"""

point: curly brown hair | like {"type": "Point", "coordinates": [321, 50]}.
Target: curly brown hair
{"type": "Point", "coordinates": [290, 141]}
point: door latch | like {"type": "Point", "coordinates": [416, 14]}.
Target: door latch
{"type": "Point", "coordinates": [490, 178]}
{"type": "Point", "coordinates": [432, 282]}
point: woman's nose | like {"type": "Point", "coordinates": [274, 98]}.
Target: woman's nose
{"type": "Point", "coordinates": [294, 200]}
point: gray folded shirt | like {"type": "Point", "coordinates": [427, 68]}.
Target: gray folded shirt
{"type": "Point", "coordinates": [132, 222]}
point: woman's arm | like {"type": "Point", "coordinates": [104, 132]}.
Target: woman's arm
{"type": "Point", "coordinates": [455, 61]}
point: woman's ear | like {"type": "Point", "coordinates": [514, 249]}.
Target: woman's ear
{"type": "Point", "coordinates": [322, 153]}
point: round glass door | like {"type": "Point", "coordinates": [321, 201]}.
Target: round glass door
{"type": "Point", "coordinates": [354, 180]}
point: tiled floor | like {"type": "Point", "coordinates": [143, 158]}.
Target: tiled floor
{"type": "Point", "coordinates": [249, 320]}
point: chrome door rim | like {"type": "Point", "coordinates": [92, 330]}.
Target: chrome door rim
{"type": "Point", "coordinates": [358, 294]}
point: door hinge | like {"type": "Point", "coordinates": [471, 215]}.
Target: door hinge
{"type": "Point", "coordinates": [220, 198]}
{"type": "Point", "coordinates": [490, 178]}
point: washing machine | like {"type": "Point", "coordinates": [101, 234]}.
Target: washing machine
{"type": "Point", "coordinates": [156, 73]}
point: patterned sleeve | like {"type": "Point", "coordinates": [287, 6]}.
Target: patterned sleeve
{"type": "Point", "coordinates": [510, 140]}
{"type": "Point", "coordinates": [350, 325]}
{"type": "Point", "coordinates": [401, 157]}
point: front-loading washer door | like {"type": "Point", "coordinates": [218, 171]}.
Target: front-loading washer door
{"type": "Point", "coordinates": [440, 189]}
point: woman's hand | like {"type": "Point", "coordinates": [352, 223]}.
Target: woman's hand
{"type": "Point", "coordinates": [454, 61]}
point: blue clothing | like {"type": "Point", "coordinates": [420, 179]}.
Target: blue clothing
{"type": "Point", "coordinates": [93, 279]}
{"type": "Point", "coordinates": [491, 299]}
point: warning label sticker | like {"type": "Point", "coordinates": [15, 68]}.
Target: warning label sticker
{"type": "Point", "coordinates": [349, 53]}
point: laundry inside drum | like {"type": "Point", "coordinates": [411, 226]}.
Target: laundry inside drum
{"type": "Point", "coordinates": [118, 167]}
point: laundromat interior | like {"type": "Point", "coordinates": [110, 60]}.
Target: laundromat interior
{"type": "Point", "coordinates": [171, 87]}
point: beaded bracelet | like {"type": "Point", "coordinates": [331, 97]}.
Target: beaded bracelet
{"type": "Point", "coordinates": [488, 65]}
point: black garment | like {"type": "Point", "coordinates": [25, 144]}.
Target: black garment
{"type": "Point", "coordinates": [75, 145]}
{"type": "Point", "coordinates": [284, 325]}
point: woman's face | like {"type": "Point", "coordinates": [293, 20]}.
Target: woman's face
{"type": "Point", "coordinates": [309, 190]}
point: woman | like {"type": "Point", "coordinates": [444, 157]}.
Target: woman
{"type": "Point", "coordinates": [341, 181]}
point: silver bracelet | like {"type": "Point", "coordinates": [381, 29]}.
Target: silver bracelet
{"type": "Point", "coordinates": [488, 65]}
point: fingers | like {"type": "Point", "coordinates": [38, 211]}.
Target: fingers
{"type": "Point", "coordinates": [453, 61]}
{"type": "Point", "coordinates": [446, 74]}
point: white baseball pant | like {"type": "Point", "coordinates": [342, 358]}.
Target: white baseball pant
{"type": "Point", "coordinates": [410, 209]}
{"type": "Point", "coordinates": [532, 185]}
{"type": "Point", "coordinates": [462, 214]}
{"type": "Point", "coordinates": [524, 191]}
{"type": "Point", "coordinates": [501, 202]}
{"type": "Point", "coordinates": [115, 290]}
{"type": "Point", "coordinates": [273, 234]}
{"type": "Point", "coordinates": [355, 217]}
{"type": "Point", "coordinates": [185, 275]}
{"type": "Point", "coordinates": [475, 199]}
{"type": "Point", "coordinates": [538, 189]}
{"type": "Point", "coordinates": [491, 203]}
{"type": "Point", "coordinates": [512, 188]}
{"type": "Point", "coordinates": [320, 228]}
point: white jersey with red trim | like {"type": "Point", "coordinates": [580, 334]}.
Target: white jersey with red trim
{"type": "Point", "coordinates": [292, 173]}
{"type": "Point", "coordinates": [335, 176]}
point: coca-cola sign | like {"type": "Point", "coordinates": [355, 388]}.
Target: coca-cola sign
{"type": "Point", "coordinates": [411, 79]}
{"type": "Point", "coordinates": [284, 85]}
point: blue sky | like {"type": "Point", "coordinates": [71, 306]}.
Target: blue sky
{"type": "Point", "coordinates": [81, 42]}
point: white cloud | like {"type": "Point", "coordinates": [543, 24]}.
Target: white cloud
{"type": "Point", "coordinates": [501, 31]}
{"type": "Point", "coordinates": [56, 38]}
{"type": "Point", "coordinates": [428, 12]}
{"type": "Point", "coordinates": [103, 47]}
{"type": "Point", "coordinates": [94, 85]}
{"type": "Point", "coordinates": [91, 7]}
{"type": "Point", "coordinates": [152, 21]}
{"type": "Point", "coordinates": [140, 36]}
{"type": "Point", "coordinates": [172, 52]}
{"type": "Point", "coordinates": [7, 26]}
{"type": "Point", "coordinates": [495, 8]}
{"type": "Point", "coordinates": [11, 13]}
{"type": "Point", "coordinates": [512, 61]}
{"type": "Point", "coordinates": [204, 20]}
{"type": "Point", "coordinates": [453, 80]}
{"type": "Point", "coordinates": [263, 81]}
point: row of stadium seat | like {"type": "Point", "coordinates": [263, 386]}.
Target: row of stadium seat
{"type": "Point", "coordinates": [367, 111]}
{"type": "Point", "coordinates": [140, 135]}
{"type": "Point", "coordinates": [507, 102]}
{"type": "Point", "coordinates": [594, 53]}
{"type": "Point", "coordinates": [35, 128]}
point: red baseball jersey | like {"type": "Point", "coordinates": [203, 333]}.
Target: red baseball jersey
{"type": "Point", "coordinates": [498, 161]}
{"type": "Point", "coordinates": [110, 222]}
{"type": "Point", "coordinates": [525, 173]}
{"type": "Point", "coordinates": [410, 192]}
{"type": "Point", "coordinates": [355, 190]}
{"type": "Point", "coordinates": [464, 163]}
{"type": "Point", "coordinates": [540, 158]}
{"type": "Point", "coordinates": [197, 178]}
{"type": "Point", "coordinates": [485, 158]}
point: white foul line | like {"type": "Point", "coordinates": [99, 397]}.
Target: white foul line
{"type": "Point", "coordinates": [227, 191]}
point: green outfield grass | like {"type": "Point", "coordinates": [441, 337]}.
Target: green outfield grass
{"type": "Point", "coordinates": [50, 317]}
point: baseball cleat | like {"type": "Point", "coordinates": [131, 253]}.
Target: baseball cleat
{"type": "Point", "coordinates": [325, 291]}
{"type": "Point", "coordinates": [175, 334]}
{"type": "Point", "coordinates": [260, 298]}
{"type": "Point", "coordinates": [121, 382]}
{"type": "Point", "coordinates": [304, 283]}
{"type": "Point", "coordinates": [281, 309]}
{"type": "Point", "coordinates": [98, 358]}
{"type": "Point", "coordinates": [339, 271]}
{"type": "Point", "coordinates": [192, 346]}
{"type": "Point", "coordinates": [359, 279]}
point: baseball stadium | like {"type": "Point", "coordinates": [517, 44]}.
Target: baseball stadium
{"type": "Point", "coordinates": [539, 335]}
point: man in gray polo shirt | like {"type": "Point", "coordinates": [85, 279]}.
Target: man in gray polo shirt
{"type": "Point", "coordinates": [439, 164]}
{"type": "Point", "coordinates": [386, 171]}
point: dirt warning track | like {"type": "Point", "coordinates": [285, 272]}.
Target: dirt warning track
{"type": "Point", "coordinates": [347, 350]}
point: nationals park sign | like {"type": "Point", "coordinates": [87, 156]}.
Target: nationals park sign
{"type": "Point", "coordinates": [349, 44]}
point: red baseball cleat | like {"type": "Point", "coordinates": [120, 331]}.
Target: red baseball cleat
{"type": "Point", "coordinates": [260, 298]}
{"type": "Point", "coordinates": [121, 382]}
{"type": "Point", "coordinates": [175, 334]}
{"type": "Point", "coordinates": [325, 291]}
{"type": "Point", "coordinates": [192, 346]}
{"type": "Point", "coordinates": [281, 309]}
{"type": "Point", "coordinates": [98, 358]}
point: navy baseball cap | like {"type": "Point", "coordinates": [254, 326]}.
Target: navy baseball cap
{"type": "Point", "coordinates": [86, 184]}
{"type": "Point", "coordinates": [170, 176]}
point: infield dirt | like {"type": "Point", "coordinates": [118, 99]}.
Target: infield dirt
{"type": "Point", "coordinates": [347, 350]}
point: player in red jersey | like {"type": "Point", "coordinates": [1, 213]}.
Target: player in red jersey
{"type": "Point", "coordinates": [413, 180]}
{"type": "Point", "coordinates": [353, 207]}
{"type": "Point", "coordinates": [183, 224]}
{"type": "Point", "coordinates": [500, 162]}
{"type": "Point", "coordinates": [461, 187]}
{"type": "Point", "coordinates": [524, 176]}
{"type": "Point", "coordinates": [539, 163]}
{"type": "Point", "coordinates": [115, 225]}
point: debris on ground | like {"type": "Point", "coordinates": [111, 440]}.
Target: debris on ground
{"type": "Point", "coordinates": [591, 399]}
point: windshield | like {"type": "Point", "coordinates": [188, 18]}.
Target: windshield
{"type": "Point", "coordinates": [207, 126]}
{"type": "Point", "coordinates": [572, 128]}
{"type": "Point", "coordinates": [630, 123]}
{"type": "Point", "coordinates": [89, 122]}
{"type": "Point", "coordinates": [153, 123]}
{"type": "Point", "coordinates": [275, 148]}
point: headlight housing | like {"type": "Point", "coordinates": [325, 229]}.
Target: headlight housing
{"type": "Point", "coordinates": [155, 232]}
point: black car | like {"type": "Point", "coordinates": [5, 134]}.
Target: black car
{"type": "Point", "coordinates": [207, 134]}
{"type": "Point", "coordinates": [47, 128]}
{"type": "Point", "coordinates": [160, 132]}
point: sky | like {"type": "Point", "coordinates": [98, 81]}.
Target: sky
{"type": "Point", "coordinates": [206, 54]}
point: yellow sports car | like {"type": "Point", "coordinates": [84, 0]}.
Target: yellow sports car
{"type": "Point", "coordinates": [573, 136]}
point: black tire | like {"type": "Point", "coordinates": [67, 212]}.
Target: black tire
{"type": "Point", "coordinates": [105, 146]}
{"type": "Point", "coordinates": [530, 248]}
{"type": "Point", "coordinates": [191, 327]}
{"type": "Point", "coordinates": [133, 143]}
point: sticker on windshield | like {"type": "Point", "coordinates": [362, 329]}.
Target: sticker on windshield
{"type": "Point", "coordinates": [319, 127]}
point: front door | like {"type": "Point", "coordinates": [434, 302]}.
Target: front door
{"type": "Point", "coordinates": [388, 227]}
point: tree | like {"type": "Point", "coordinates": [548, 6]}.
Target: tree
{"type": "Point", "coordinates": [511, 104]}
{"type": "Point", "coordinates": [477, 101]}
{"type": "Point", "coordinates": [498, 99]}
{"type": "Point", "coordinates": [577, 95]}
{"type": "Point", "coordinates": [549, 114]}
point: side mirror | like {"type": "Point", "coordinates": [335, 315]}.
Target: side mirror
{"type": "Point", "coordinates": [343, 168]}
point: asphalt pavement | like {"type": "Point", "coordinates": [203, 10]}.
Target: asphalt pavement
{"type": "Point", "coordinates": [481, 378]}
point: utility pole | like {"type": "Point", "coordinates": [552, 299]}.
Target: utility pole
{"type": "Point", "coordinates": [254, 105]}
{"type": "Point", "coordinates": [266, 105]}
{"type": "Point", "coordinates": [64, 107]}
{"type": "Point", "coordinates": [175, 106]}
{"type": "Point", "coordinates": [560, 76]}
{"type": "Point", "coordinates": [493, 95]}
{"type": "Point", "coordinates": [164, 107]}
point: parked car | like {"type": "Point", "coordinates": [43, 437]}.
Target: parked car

"""

__TASK OBJECTIVE__.
Every line from the one containing "point: side mirror" through the end of the entries above must be echoed exactly, with both ends kept.

__RESPONSE TO THE TASK__.
point: side mirror | like {"type": "Point", "coordinates": [335, 315]}.
Target: side mirror
{"type": "Point", "coordinates": [343, 168]}
point: asphalt pavement | like {"type": "Point", "coordinates": [203, 10]}.
Target: asphalt pavement
{"type": "Point", "coordinates": [481, 378]}
point: utility pole | like {"type": "Point", "coordinates": [552, 299]}.
Target: utility pole
{"type": "Point", "coordinates": [254, 105]}
{"type": "Point", "coordinates": [266, 105]}
{"type": "Point", "coordinates": [64, 107]}
{"type": "Point", "coordinates": [175, 106]}
{"type": "Point", "coordinates": [560, 76]}
{"type": "Point", "coordinates": [493, 95]}
{"type": "Point", "coordinates": [164, 107]}
point: parked car | like {"type": "Point", "coordinates": [43, 437]}.
Target: parked car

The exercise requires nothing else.